**PROBLEM TO WORK ON:** Could you write out the lines below again, swapping every "Target" for "Label" and leaving everything else as it is?

**DATA RECORDS:**
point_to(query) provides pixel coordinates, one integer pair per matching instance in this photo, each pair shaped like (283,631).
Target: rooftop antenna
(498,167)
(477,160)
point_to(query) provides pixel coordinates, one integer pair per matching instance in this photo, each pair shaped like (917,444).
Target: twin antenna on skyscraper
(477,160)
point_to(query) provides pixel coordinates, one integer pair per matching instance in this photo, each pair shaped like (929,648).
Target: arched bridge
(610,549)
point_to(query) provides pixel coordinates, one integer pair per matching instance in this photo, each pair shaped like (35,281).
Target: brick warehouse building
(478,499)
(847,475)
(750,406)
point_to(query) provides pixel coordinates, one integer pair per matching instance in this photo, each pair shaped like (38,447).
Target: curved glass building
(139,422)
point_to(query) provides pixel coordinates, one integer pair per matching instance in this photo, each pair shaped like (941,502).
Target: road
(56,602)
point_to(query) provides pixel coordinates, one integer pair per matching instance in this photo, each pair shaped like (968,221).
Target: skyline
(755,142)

**SOLUTION:**
point_to(query) provides pixel coordinates, one integer pair per matching instance in this photo, each pair shaped like (283,631).
Label: rooftop antenna
(498,167)
(477,160)
point_to(query) provides pixel coordinates, one integer pair per matching instance in this photo, each pair shaped like (917,444).
Label: twin antenna on skyscraper
(477,160)
point_to(query) provides pixel coordinates, one integer pair per matching instance in this photo, each pair shaped like (929,648).
Label: arched bridge
(610,549)
point_to(query) provides pixel coordinates, one integer pair per matching instance in this photo, each pair shaped like (35,281).
Label: brick warehouse building
(478,499)
(847,475)
(750,406)
point_to(query) provides pixel coordinates, one integer pair per matching instance in this photo, each pair shaped like (38,447).
Label: curved glass building
(139,422)
point_to(query) provides pixel coordinates, one integer pair per matching instance in this photo, each pair shaped like (941,502).
Label: road
(56,602)
point_to(query) provides pixel coordinates, one integer pair per matching instance in this photo, each pair shaped like (968,221).
Label: skyline
(755,142)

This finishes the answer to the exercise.